- Directions for this task -
Only the number is needed: the count of lines in the records with the word "headscarf".

- Dataset records -
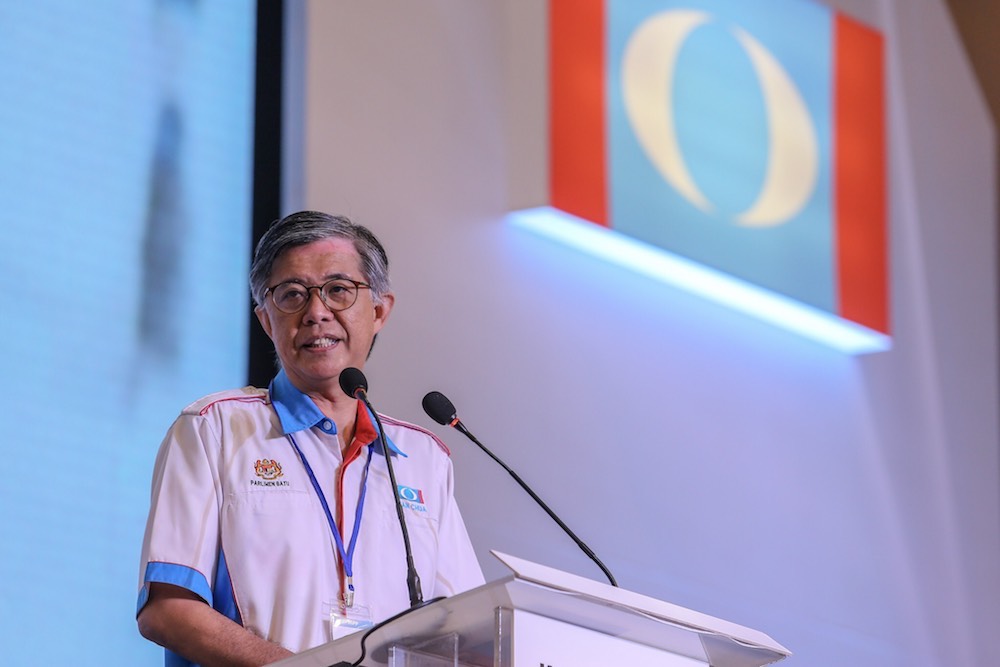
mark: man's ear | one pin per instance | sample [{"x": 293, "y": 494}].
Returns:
[{"x": 383, "y": 309}]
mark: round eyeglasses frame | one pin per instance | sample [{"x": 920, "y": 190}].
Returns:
[{"x": 353, "y": 286}]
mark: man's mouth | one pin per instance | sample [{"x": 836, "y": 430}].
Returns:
[{"x": 321, "y": 343}]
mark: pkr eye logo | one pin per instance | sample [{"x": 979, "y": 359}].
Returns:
[
  {"x": 411, "y": 495},
  {"x": 745, "y": 137},
  {"x": 647, "y": 81}
]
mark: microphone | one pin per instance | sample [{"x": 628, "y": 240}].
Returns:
[
  {"x": 353, "y": 383},
  {"x": 440, "y": 409}
]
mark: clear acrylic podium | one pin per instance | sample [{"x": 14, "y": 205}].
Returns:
[{"x": 541, "y": 617}]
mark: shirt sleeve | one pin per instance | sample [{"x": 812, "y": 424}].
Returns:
[{"x": 181, "y": 543}]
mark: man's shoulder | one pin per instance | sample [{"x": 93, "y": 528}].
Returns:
[
  {"x": 247, "y": 397},
  {"x": 406, "y": 434}
]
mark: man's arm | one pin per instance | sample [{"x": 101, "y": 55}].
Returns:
[{"x": 179, "y": 620}]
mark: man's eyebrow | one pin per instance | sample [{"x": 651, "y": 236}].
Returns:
[{"x": 328, "y": 277}]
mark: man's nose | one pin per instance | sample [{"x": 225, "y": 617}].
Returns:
[{"x": 316, "y": 309}]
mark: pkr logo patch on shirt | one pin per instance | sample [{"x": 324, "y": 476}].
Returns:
[
  {"x": 412, "y": 498},
  {"x": 268, "y": 470}
]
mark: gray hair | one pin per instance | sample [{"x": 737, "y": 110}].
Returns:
[{"x": 307, "y": 227}]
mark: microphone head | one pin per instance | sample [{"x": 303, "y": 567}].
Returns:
[
  {"x": 439, "y": 408},
  {"x": 353, "y": 381}
]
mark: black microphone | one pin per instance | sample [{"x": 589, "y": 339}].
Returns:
[
  {"x": 353, "y": 383},
  {"x": 440, "y": 409}
]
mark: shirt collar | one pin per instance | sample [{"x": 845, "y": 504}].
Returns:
[{"x": 297, "y": 412}]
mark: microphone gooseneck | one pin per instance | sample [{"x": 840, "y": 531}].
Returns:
[
  {"x": 352, "y": 380},
  {"x": 440, "y": 409},
  {"x": 354, "y": 383}
]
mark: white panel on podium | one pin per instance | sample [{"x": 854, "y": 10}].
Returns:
[{"x": 483, "y": 628}]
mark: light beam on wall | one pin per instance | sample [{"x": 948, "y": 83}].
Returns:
[{"x": 698, "y": 279}]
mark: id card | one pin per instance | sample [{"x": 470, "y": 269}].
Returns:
[{"x": 344, "y": 620}]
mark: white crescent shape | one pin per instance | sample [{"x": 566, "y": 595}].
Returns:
[
  {"x": 647, "y": 89},
  {"x": 793, "y": 155}
]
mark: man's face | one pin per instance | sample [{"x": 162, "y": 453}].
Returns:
[{"x": 315, "y": 344}]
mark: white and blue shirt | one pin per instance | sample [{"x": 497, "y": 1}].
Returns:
[{"x": 236, "y": 519}]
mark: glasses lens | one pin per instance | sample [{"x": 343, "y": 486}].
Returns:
[
  {"x": 340, "y": 294},
  {"x": 290, "y": 297}
]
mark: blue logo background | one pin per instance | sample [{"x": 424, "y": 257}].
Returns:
[{"x": 721, "y": 123}]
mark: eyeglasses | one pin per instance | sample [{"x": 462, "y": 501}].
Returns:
[{"x": 292, "y": 296}]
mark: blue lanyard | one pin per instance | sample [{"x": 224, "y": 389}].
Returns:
[{"x": 346, "y": 556}]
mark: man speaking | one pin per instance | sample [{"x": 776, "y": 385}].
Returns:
[{"x": 273, "y": 524}]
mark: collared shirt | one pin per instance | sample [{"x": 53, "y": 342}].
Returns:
[{"x": 235, "y": 518}]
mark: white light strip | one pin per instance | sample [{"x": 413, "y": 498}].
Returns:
[{"x": 731, "y": 292}]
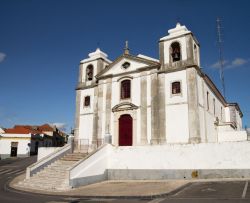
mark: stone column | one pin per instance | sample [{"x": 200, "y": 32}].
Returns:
[
  {"x": 80, "y": 79},
  {"x": 161, "y": 107},
  {"x": 190, "y": 53},
  {"x": 144, "y": 109},
  {"x": 100, "y": 111},
  {"x": 77, "y": 118},
  {"x": 161, "y": 50},
  {"x": 154, "y": 108},
  {"x": 108, "y": 105},
  {"x": 193, "y": 106},
  {"x": 95, "y": 117}
]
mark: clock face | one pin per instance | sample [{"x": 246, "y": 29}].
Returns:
[{"x": 125, "y": 65}]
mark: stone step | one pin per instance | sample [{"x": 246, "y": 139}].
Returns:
[{"x": 54, "y": 176}]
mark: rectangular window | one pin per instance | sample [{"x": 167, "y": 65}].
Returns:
[
  {"x": 86, "y": 101},
  {"x": 125, "y": 89}
]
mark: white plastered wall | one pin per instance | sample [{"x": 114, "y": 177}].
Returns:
[
  {"x": 86, "y": 115},
  {"x": 22, "y": 147},
  {"x": 176, "y": 109}
]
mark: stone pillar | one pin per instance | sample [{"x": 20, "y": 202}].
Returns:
[
  {"x": 190, "y": 53},
  {"x": 77, "y": 118},
  {"x": 108, "y": 105},
  {"x": 193, "y": 106},
  {"x": 95, "y": 117},
  {"x": 161, "y": 53},
  {"x": 161, "y": 107},
  {"x": 144, "y": 109},
  {"x": 154, "y": 109},
  {"x": 80, "y": 79},
  {"x": 100, "y": 112}
]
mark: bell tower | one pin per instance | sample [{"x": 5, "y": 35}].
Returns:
[{"x": 179, "y": 48}]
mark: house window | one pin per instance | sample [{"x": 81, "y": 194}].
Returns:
[
  {"x": 176, "y": 88},
  {"x": 86, "y": 101},
  {"x": 89, "y": 73},
  {"x": 125, "y": 89},
  {"x": 175, "y": 51},
  {"x": 207, "y": 100}
]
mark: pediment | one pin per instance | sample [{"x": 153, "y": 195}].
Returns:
[
  {"x": 124, "y": 106},
  {"x": 126, "y": 64}
]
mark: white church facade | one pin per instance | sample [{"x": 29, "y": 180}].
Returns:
[{"x": 139, "y": 100}]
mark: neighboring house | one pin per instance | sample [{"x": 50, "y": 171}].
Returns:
[
  {"x": 59, "y": 138},
  {"x": 1, "y": 130},
  {"x": 24, "y": 140},
  {"x": 139, "y": 100}
]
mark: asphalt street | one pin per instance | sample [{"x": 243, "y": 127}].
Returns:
[{"x": 196, "y": 192}]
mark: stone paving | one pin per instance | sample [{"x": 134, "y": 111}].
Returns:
[{"x": 113, "y": 188}]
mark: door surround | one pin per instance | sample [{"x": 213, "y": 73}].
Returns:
[{"x": 117, "y": 115}]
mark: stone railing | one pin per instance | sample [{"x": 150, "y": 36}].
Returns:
[{"x": 50, "y": 158}]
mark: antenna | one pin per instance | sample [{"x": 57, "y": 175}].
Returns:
[{"x": 221, "y": 60}]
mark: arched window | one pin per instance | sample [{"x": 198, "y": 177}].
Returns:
[
  {"x": 176, "y": 88},
  {"x": 86, "y": 101},
  {"x": 125, "y": 89},
  {"x": 176, "y": 51},
  {"x": 89, "y": 73}
]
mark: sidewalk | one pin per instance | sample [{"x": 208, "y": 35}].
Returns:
[{"x": 144, "y": 188}]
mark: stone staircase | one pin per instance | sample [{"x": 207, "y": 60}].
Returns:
[{"x": 54, "y": 176}]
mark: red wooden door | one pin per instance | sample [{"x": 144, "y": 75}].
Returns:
[{"x": 125, "y": 130}]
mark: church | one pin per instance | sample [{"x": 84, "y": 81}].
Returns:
[
  {"x": 138, "y": 100},
  {"x": 140, "y": 118}
]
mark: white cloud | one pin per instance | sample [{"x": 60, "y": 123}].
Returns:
[
  {"x": 235, "y": 63},
  {"x": 217, "y": 64},
  {"x": 60, "y": 126},
  {"x": 2, "y": 57}
]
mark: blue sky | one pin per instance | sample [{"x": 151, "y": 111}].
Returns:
[{"x": 42, "y": 42}]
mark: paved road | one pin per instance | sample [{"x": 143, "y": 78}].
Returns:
[
  {"x": 199, "y": 192},
  {"x": 8, "y": 170}
]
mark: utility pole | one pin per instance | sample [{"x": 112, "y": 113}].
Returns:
[{"x": 221, "y": 60}]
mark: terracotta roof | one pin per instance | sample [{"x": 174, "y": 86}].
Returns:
[
  {"x": 22, "y": 129},
  {"x": 46, "y": 127}
]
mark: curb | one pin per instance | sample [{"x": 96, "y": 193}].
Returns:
[{"x": 7, "y": 187}]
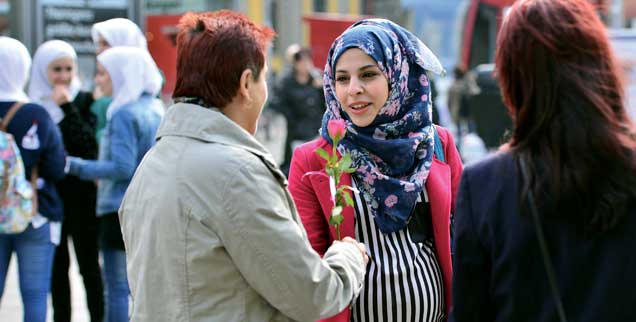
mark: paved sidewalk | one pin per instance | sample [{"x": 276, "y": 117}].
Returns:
[{"x": 11, "y": 302}]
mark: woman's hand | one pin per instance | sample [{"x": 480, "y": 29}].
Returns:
[
  {"x": 361, "y": 247},
  {"x": 60, "y": 95}
]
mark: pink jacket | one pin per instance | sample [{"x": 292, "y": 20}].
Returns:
[{"x": 312, "y": 197}]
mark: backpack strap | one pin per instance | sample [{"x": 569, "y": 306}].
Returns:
[
  {"x": 438, "y": 147},
  {"x": 4, "y": 123}
]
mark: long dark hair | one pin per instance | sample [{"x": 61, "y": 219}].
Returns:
[{"x": 561, "y": 85}]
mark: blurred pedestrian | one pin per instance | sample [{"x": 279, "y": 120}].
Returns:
[
  {"x": 113, "y": 32},
  {"x": 211, "y": 232},
  {"x": 130, "y": 76},
  {"x": 42, "y": 151},
  {"x": 545, "y": 228},
  {"x": 299, "y": 97},
  {"x": 406, "y": 169},
  {"x": 55, "y": 84}
]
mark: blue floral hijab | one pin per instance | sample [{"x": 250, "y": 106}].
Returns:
[{"x": 392, "y": 155}]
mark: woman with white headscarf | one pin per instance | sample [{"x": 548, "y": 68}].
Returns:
[
  {"x": 131, "y": 77},
  {"x": 55, "y": 85},
  {"x": 39, "y": 142},
  {"x": 116, "y": 32}
]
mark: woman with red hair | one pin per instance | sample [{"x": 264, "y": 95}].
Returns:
[
  {"x": 210, "y": 229},
  {"x": 545, "y": 228}
]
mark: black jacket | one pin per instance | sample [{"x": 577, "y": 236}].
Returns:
[{"x": 498, "y": 267}]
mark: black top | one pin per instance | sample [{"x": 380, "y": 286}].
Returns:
[
  {"x": 78, "y": 132},
  {"x": 498, "y": 267}
]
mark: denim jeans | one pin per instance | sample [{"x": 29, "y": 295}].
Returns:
[
  {"x": 116, "y": 285},
  {"x": 35, "y": 251}
]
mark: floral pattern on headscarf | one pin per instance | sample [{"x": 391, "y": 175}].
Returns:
[{"x": 392, "y": 155}]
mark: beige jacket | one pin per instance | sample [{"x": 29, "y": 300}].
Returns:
[{"x": 212, "y": 234}]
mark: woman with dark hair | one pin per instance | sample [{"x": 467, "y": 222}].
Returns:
[
  {"x": 210, "y": 229},
  {"x": 545, "y": 228}
]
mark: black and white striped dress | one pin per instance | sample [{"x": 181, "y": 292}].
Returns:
[{"x": 403, "y": 281}]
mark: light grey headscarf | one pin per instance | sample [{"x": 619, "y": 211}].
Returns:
[
  {"x": 14, "y": 70},
  {"x": 40, "y": 88},
  {"x": 133, "y": 72}
]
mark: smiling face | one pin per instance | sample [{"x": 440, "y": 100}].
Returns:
[
  {"x": 102, "y": 45},
  {"x": 361, "y": 86},
  {"x": 102, "y": 79},
  {"x": 60, "y": 71}
]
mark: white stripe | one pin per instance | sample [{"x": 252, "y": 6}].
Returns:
[{"x": 423, "y": 269}]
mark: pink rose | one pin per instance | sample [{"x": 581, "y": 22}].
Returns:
[
  {"x": 390, "y": 200},
  {"x": 336, "y": 129}
]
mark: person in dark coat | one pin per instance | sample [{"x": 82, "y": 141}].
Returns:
[
  {"x": 55, "y": 84},
  {"x": 573, "y": 138},
  {"x": 298, "y": 96}
]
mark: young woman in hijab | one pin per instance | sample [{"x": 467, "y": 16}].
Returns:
[
  {"x": 55, "y": 85},
  {"x": 375, "y": 80},
  {"x": 131, "y": 77},
  {"x": 114, "y": 32},
  {"x": 40, "y": 145}
]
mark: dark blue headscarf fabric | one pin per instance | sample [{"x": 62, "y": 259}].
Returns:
[{"x": 392, "y": 155}]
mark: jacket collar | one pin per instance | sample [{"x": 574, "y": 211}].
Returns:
[{"x": 210, "y": 125}]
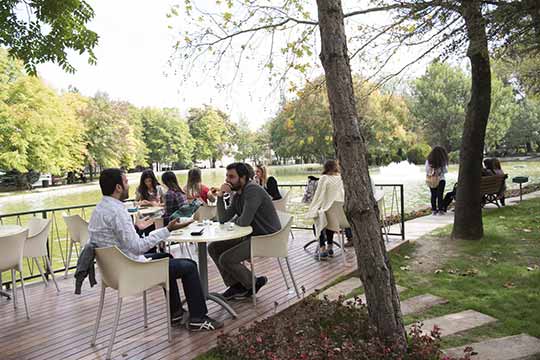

- Solved problem -
4